• _Exercise passage_

Beyond the physical challenges of the role, Gosling had to also embody the man, without much to work with.
"Even though it was hard to learn personal things about him, I respected it every step of the way. He was the most famous person on the planet and somehow managed to keep the focus on the missions themselves, on the hundreds of thousands of people who helped make it possible," Gosling said.
"I don't think it was just to be evasive, I feel as though he had this incredible ability to see everything within its larger context. He could see one giant leap in a small step."
They weren't flying blind, either. They had James Hansen's official biography, "First Man: The Life of Neil A. Armstrong" to work from, but there was a lot of sifting that needed to be done to find the story.
"The good news with Jim is the book got everything right. The bad news is it's a little encyclopedic," Singer laughed. "It's not the easiest read."

• _Information_

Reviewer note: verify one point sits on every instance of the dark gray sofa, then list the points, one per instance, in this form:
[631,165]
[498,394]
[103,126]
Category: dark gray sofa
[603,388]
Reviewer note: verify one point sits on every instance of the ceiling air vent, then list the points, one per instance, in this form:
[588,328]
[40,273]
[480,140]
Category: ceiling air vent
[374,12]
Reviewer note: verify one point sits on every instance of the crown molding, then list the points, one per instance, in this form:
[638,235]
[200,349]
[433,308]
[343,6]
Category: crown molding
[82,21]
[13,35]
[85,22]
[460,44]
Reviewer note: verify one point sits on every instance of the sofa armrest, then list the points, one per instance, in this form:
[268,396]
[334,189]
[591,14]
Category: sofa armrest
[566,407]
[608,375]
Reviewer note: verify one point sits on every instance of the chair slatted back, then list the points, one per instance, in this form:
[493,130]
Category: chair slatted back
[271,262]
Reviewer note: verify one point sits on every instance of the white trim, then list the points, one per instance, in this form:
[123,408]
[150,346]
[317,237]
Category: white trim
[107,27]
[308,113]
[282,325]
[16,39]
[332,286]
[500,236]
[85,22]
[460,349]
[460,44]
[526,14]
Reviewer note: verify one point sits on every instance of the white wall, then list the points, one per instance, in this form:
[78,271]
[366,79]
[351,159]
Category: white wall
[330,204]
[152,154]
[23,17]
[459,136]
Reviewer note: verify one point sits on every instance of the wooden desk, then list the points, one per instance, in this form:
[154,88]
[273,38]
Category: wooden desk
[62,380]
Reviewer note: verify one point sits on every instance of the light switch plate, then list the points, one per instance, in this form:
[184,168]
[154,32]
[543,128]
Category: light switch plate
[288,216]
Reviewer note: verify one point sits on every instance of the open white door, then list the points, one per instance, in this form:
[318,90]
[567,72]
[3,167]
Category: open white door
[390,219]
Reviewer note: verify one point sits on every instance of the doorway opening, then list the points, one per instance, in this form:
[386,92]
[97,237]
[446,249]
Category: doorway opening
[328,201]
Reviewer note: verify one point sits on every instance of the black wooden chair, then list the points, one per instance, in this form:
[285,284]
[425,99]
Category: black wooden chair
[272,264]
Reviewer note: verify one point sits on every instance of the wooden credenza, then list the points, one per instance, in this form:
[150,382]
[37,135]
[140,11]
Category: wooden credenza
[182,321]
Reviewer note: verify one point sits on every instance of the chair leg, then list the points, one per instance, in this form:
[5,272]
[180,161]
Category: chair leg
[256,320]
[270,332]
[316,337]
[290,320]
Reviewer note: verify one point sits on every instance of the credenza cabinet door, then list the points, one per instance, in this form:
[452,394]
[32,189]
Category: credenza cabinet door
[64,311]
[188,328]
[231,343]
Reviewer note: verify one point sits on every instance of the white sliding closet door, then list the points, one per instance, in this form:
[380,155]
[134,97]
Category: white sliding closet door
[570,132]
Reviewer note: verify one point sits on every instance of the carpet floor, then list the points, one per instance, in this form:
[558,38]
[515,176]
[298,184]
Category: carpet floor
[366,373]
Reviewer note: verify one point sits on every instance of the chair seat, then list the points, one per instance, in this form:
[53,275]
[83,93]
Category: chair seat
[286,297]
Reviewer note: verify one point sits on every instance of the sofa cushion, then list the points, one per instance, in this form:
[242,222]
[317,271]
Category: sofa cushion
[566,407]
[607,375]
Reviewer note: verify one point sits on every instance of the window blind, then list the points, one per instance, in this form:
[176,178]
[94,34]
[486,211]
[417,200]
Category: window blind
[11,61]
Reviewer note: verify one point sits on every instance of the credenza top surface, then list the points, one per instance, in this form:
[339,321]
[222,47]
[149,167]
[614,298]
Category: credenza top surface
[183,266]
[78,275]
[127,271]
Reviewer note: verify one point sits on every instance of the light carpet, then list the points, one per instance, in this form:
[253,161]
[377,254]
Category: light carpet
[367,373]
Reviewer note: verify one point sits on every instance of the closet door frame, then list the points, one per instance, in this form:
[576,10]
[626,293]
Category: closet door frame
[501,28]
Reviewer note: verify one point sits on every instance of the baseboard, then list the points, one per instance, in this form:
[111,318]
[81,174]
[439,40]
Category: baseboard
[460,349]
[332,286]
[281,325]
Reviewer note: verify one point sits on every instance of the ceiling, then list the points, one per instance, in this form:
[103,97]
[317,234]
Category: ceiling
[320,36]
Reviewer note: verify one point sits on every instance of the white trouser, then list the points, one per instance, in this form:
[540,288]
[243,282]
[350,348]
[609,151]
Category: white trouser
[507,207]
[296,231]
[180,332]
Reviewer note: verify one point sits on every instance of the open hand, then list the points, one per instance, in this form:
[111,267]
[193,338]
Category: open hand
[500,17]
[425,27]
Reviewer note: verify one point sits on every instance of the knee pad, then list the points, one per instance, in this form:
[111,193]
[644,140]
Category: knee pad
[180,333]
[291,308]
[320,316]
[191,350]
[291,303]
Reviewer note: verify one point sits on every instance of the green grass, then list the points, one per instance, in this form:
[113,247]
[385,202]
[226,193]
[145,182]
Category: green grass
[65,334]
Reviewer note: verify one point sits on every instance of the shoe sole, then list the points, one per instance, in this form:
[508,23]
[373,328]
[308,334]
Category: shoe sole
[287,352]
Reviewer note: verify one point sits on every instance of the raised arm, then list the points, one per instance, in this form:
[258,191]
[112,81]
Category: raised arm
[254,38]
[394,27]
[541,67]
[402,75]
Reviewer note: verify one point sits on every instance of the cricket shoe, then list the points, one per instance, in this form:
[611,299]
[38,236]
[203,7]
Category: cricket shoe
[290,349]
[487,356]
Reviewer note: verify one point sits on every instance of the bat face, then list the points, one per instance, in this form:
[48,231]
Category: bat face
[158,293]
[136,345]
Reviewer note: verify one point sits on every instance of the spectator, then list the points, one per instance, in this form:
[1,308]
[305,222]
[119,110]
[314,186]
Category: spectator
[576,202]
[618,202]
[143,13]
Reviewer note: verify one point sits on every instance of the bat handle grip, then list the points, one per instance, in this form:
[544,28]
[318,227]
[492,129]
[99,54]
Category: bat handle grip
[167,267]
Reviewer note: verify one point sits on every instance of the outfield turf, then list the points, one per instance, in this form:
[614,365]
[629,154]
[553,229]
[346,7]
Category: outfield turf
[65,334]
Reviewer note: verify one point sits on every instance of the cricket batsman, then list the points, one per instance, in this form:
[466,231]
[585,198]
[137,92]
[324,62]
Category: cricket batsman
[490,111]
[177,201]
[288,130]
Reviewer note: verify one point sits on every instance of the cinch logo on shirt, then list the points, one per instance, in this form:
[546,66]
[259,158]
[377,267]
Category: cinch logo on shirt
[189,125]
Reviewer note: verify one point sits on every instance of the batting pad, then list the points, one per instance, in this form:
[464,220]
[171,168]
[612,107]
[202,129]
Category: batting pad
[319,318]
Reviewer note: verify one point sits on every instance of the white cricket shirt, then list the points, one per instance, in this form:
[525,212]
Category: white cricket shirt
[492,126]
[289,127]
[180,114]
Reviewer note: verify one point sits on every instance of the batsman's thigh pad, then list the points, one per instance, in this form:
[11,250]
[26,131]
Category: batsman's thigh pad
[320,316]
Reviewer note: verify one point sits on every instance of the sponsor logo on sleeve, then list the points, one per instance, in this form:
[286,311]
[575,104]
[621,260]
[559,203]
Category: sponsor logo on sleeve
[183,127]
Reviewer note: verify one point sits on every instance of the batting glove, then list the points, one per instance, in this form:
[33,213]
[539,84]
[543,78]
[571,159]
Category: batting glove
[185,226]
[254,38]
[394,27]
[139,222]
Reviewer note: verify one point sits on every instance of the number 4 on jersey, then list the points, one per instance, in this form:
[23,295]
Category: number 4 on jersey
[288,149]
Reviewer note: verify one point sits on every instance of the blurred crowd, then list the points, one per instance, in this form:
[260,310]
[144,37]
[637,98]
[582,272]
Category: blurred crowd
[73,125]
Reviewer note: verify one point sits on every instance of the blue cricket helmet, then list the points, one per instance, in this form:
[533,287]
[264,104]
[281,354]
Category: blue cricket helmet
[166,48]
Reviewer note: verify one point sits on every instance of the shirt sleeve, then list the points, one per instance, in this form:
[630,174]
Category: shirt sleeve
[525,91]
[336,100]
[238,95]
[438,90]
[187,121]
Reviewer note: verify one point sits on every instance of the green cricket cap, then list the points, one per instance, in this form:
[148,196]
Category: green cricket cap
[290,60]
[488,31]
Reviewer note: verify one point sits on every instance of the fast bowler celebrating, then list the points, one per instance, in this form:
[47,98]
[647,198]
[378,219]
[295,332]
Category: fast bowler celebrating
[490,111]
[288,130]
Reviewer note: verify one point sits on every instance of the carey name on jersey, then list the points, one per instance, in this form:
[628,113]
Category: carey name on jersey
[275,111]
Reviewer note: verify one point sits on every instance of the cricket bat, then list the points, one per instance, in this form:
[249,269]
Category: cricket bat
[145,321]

• _Exercise instructions_
#1 In the passage about Gosling's role as Neil Armstrong, reproduce the part that begins at the words "They weren't flying" and stops after the words "find the story.".
#2 Carry on the passage about Gosling's role as Neil Armstrong from its last sentence.

• _Answers to the problems_
#1
They weren't flying blind, either. They had James Hansen's official biography, "First Man: The Life of Neil A. Armstrong" to work from, but there was a lot of sifting that needed to be done to find the story.

#2
So Singer set out trying to distill and dramatize (but still accurately depict) a seven-year period, starting with the death of Neil and Janet Armstrong's 2-year-old daughter Karen, and ending with the moon landing. Singer realized that tragedy surrounded Armstrong. He'd lose a number of friends and colleagues in a short period of time, from plane crashes to the Apollo 1 fire, and have a few near-death experiences himself, including the less-remembered Gemini 8 mission.
"We're trying to puncture a narrative that's been around NASA for a long time that said this was easy or this was superhero business," Singer said. "No, this was an ordinary American guy and his ordinary American wife trying to make it through this incredible challenging moment."
A key factor was getting the support of Armstrong's sons, Rick Armstrong and Mark Armstrong, who were always available to Singer and Gosling and anyone else who had any questions, about them, their mom (who is played by British actress Claire Foy) and their dad.
"One of the biggest challenges of the film was knowing they were going to see it in the end and they weren't going to see a film about historical figures, they would see their parents and themselves," Gosling said. "It was also an invaluable asset to have them there. I can't really imagine doing it without them."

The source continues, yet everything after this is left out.